(Record set begins)

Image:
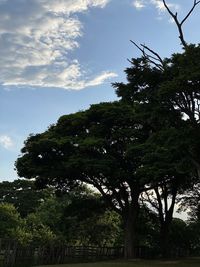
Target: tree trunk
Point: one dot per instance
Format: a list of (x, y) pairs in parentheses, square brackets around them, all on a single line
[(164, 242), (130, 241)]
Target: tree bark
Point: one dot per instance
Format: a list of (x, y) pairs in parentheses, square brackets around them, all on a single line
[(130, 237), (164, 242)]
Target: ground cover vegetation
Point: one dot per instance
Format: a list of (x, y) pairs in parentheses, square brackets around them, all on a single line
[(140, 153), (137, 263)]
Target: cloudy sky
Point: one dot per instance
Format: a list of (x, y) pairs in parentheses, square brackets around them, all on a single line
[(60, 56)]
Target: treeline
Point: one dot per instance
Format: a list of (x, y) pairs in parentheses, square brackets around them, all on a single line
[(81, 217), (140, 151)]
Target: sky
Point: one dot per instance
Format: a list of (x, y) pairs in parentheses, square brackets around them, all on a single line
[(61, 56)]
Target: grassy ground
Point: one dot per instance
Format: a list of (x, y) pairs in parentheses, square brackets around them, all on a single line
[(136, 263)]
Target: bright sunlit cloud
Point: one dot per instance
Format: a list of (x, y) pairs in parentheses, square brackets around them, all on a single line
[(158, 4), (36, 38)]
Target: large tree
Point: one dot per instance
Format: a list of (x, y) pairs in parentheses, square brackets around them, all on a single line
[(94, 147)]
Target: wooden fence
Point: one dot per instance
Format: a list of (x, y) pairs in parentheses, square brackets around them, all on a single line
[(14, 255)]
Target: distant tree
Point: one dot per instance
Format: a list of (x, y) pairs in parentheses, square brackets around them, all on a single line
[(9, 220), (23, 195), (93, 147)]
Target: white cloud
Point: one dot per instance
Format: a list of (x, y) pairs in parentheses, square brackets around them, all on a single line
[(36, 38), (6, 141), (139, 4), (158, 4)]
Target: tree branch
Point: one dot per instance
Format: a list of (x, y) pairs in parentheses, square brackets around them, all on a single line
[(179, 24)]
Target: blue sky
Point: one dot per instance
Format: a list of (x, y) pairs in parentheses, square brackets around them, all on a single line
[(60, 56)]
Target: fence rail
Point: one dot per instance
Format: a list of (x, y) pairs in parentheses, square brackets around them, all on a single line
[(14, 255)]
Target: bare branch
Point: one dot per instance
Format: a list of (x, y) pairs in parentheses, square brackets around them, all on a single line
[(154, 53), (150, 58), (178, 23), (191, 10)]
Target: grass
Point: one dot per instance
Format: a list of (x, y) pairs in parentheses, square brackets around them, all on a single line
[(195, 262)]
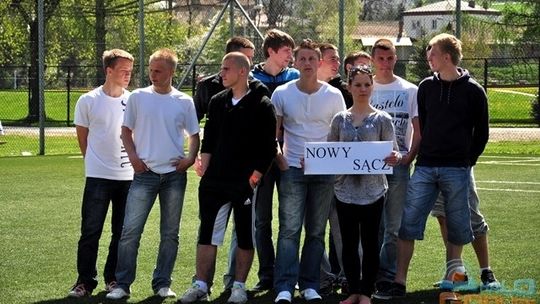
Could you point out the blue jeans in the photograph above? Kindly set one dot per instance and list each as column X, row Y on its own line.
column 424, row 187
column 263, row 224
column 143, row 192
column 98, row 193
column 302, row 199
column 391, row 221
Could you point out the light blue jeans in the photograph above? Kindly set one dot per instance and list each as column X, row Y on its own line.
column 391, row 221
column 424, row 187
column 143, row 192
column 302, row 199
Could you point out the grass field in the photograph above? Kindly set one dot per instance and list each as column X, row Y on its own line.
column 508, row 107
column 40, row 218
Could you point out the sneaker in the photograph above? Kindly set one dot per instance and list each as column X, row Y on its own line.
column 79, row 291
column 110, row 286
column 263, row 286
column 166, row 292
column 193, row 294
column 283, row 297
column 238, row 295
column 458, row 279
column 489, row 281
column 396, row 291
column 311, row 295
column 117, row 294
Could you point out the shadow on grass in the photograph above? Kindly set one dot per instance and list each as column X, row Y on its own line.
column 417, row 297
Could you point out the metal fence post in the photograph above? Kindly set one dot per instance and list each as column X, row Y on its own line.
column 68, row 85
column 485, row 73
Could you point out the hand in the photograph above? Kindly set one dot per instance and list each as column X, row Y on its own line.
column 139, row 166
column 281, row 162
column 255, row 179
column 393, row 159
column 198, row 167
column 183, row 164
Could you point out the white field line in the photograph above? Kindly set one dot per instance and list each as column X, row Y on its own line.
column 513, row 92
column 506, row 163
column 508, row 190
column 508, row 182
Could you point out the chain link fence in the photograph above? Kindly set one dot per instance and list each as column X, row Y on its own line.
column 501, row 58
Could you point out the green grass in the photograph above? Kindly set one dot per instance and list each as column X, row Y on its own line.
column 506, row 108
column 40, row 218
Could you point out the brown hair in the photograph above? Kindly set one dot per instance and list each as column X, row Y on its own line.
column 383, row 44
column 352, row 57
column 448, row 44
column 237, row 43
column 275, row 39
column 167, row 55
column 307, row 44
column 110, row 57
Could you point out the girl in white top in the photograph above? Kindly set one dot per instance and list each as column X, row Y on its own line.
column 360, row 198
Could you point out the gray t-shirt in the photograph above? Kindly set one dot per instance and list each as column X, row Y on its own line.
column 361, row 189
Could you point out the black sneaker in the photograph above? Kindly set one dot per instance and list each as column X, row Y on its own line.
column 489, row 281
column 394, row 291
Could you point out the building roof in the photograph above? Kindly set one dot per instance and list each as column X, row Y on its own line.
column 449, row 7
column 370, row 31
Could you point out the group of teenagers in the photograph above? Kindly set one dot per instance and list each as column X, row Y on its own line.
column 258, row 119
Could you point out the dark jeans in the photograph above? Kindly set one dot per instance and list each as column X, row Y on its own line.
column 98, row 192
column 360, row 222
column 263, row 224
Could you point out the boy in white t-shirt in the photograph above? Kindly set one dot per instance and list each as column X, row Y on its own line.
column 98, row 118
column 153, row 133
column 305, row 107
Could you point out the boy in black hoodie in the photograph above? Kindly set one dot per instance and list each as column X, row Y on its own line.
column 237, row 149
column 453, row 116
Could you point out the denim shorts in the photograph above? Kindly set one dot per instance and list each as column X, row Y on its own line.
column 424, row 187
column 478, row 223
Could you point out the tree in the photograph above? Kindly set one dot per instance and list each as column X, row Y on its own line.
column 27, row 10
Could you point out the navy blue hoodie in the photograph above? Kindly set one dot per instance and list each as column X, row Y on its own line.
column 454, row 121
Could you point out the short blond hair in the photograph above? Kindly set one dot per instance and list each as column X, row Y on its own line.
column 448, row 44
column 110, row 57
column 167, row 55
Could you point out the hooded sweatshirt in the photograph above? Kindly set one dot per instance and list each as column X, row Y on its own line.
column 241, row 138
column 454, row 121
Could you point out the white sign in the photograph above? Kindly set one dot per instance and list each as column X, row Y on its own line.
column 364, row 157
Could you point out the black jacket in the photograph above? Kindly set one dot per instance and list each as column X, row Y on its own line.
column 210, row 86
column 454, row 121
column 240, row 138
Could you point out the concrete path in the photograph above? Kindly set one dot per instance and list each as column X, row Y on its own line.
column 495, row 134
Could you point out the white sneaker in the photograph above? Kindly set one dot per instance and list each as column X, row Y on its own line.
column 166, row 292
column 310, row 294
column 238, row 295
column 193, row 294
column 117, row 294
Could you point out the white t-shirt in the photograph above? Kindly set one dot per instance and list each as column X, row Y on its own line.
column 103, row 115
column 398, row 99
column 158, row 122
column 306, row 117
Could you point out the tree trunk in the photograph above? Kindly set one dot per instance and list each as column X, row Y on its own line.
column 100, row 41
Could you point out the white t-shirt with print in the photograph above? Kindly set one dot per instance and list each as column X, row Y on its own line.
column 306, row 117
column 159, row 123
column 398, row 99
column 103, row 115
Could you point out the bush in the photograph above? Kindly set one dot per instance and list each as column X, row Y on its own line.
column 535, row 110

(Record set ends)
(Record set begins)

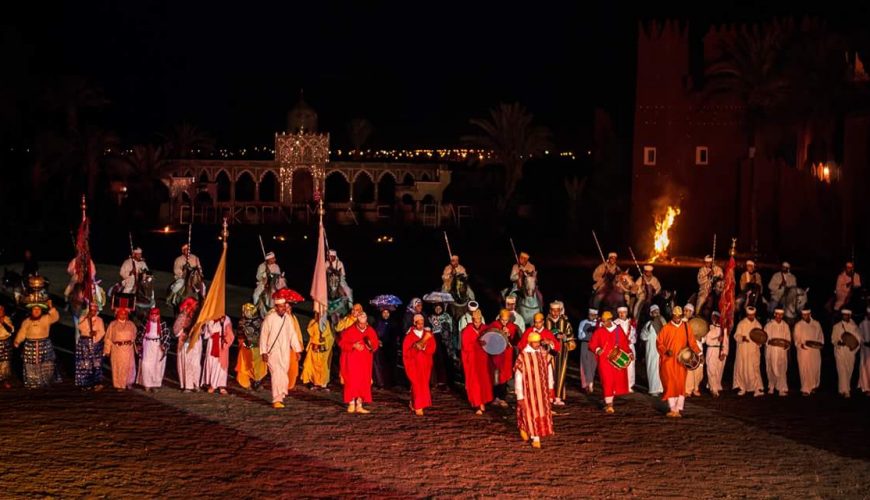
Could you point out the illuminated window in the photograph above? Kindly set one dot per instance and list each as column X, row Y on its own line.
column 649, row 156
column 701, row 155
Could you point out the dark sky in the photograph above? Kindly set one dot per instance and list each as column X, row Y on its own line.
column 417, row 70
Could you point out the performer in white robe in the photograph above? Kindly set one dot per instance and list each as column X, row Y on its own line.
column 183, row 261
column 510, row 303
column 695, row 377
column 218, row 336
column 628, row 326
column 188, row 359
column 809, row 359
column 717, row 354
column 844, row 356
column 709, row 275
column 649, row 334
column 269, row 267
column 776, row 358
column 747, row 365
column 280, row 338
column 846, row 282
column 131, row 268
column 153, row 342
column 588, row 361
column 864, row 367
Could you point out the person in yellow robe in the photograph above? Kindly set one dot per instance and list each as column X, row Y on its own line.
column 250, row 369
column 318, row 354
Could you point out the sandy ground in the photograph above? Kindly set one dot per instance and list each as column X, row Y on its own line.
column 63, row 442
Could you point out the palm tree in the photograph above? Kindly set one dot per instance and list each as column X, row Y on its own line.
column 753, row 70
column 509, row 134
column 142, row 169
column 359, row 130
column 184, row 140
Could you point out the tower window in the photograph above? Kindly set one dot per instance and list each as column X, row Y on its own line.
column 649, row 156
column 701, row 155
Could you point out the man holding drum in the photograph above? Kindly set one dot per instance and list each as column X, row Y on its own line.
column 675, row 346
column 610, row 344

(Record set ends)
(Record set begins)

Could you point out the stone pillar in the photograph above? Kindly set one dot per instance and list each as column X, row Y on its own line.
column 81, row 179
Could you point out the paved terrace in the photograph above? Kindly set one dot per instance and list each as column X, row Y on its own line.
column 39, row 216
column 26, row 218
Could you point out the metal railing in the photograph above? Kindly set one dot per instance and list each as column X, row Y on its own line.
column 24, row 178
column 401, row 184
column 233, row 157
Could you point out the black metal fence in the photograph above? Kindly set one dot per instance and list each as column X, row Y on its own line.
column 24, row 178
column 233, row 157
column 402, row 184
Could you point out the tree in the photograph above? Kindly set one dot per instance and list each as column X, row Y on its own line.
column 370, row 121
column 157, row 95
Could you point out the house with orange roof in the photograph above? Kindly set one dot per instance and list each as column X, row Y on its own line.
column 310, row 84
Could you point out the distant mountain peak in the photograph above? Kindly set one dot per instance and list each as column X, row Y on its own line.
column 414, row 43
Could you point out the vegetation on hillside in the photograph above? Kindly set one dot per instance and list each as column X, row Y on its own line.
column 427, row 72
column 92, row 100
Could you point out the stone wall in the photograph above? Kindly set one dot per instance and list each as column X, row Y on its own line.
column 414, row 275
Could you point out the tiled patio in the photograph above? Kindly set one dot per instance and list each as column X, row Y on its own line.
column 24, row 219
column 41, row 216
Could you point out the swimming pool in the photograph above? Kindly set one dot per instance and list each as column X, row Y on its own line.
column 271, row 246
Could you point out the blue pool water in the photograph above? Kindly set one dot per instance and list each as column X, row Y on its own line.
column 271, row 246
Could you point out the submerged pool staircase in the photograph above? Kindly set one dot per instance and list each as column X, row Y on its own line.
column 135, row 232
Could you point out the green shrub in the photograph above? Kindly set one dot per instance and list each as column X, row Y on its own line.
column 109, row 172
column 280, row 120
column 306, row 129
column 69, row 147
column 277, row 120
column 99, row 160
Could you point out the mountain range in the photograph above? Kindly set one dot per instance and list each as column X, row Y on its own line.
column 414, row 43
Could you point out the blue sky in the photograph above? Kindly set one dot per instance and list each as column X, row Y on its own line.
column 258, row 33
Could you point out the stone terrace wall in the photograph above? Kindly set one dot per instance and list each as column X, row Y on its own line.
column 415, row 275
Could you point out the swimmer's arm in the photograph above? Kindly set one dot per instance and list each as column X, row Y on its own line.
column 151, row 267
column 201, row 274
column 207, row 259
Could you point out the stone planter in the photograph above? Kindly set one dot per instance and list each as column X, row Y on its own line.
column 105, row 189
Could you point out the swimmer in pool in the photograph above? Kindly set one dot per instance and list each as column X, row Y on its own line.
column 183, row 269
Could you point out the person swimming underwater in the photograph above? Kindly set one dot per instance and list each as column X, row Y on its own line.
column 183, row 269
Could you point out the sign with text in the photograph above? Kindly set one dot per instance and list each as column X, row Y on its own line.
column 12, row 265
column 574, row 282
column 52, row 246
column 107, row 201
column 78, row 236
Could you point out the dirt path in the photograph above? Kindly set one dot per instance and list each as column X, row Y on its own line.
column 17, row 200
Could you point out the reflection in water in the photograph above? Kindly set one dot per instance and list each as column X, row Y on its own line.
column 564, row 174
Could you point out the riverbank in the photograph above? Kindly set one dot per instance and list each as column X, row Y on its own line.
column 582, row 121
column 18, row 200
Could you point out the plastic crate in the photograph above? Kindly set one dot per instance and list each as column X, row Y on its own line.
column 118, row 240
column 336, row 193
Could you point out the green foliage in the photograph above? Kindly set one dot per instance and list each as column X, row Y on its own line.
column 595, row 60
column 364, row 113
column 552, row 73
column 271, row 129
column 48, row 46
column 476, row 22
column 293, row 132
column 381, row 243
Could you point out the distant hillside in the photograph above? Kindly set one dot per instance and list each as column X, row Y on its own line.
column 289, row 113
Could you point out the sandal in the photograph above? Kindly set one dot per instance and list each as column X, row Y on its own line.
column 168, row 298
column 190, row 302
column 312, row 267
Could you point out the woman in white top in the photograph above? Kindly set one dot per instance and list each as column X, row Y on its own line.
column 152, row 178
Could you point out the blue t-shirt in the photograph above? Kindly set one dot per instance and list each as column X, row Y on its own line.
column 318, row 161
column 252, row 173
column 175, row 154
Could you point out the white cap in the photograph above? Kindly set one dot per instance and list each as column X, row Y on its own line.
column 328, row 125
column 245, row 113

(Record set ends)

## Exercise description
Show every line above in which the word "branch" appears.

## Answer to this task
Target: tree branch
Target: bare branch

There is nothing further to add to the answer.